#### [YOUR ASSIGNMENT]
For the full listing below, write out each entry exactly and exclude the images.

#### [DATA SUPPLIED]
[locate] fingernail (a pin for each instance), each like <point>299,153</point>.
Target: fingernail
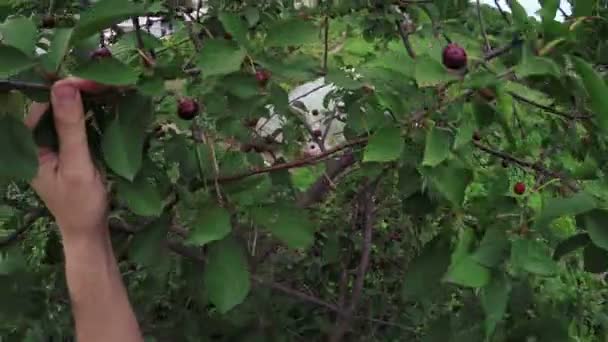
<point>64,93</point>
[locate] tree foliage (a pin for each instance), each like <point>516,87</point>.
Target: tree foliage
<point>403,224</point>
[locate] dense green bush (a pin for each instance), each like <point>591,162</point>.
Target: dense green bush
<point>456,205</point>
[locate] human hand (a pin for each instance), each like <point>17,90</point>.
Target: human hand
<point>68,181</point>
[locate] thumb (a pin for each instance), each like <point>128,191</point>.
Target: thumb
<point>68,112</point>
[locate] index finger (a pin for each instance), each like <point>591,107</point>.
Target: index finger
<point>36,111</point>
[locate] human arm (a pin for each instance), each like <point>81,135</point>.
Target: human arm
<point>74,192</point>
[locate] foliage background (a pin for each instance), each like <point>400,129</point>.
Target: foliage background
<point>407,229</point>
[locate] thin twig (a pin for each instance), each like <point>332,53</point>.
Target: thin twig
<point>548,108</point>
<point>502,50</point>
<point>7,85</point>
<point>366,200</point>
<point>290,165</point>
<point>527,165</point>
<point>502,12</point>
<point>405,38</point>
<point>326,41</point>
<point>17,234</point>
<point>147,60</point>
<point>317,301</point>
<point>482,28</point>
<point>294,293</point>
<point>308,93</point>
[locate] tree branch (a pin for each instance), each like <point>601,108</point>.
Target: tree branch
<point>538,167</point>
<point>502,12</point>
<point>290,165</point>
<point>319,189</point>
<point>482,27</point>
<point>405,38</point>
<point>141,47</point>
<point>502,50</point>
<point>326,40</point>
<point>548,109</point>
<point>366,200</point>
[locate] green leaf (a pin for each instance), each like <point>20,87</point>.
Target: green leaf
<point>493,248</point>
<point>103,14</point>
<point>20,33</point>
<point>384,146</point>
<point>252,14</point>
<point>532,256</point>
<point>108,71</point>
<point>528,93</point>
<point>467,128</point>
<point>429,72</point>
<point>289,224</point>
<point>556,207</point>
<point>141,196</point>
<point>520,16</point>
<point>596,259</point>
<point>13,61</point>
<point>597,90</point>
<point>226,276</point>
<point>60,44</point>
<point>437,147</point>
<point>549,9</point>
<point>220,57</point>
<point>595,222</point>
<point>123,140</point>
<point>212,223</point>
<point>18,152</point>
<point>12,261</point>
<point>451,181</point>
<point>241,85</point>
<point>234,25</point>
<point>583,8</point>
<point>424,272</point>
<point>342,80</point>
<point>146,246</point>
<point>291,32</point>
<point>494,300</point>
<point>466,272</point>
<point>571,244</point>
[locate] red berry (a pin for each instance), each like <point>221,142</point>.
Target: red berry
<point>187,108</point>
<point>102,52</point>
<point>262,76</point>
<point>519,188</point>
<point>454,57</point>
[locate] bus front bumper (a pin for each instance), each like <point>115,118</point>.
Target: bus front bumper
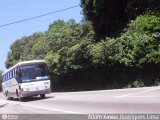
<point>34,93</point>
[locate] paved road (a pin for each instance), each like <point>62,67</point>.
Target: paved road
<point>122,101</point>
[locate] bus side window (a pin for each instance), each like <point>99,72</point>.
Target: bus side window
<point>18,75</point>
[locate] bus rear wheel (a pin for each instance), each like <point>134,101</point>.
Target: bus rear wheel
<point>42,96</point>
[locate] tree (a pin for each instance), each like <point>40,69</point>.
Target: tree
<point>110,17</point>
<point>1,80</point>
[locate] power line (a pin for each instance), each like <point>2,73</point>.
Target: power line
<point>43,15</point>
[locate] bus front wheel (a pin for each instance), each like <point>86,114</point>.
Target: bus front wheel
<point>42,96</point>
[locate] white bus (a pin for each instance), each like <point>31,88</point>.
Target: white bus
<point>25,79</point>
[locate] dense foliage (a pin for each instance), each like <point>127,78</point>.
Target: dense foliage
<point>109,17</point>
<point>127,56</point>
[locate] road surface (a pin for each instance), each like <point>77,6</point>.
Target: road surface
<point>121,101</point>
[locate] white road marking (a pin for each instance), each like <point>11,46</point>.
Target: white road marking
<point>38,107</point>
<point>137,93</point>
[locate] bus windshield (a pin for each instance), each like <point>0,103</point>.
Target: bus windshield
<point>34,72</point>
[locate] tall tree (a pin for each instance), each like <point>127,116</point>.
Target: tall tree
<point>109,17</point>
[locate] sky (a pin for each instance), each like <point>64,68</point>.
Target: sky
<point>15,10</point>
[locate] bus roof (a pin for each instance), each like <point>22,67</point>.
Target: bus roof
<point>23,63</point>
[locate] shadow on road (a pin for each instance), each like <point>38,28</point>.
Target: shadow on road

#### [SOLUTION TO THE EXERCISE]
[locate] fingernail (a pin for each instance), each like <point>299,153</point>.
Target: fingernail
<point>64,93</point>
[locate] tree foliage (a pin for each instance), each like <point>516,87</point>.
Target: tree foliage
<point>403,224</point>
[locate] dense green bush (a pin for each instance), each like <point>591,162</point>.
Target: dense green bush
<point>456,205</point>
[locate] human hand (a pin for each instance), each like <point>17,90</point>.
Target: human hand
<point>68,181</point>
[locate] thumb (a pin for each instance), each like <point>128,191</point>.
Target: thumb
<point>68,112</point>
[locate] index finger (a pin for each instance), each like <point>591,107</point>.
Target: index finger
<point>36,111</point>
[locate] human arm (a pin for each instance), each like <point>81,135</point>.
Target: human arm
<point>74,192</point>
[locate] foliage background (a pin for each instance), each like <point>400,129</point>.
Target: foliage background
<point>407,229</point>
[locate] thin twig (a pin for each instance), each like <point>332,53</point>.
Target: thin twig
<point>548,108</point>
<point>502,50</point>
<point>7,85</point>
<point>366,200</point>
<point>290,165</point>
<point>527,165</point>
<point>502,12</point>
<point>405,38</point>
<point>326,41</point>
<point>17,234</point>
<point>147,60</point>
<point>317,301</point>
<point>482,28</point>
<point>294,293</point>
<point>308,93</point>
[locate] tree branch (a pin for each instance), each like <point>601,108</point>.
Target: tree branch
<point>538,167</point>
<point>502,12</point>
<point>290,165</point>
<point>319,189</point>
<point>482,27</point>
<point>405,38</point>
<point>141,47</point>
<point>502,50</point>
<point>326,40</point>
<point>548,109</point>
<point>366,200</point>
[locate] green leaf (a pin for each instance), each like <point>20,87</point>.
Target: green leaf
<point>493,248</point>
<point>103,14</point>
<point>20,33</point>
<point>384,146</point>
<point>252,14</point>
<point>532,256</point>
<point>108,71</point>
<point>528,93</point>
<point>467,128</point>
<point>429,72</point>
<point>289,224</point>
<point>556,207</point>
<point>141,196</point>
<point>520,16</point>
<point>596,259</point>
<point>13,61</point>
<point>597,90</point>
<point>226,276</point>
<point>60,44</point>
<point>437,147</point>
<point>549,9</point>
<point>220,57</point>
<point>595,222</point>
<point>123,140</point>
<point>212,223</point>
<point>18,152</point>
<point>12,261</point>
<point>451,181</point>
<point>241,85</point>
<point>234,25</point>
<point>583,8</point>
<point>424,272</point>
<point>342,80</point>
<point>146,246</point>
<point>291,32</point>
<point>494,300</point>
<point>466,272</point>
<point>571,244</point>
[locate] red berry (a pin for each instance), each like <point>221,142</point>.
Target: red berry
<point>187,108</point>
<point>102,52</point>
<point>262,76</point>
<point>519,188</point>
<point>454,57</point>
[locate] bus front bumper (a pin for each instance), each like <point>115,118</point>.
Target: bus front bumper
<point>34,93</point>
[locate] paved road (a pin for each instance), each like <point>62,67</point>.
Target: paved road
<point>122,101</point>
[locate] bus side window (a pin for each instance), each like <point>99,72</point>.
Target: bus side window
<point>18,75</point>
[locate] bus rear wheel (a pin for each instance), each like <point>134,101</point>.
Target: bus rear wheel
<point>42,96</point>
[locate] tree (a pin for each instance), each like <point>40,69</point>.
Target: tree
<point>110,17</point>
<point>1,80</point>
[locate] power line (a pin for each instance), each like <point>2,73</point>.
Target: power line
<point>43,15</point>
[locate] bus front wheel (a pin for each instance), each like <point>86,114</point>.
Target: bus front wheel
<point>42,96</point>
[locate] white bus (a pin for each instance), each like <point>31,88</point>.
Target: white bus
<point>25,79</point>
[locate] dense foliage (a pin for each instance), each like <point>127,78</point>.
Target: dense foliage
<point>109,17</point>
<point>127,56</point>
[locate] road surface (a pin for each instance), each like <point>77,6</point>.
Target: road surface
<point>121,101</point>
[locate] white road marking (a pin for each instance), each like <point>11,46</point>.
Target: white road marking
<point>38,107</point>
<point>137,93</point>
[locate] bus windshield (a pin for each instance), each like <point>0,103</point>.
Target: bus windshield
<point>34,72</point>
[locate] tall tree (a pin for each instance), each like <point>127,116</point>.
Target: tall tree
<point>109,17</point>
[locate] sky (a pin for each instance), each like <point>64,68</point>.
Target: sky
<point>15,10</point>
[locate] bus roof (a pin for each instance), each like <point>22,67</point>.
Target: bus roof
<point>23,63</point>
[locate] shadow on road (a pin for each instance), each like <point>38,28</point>.
Target: shadow on road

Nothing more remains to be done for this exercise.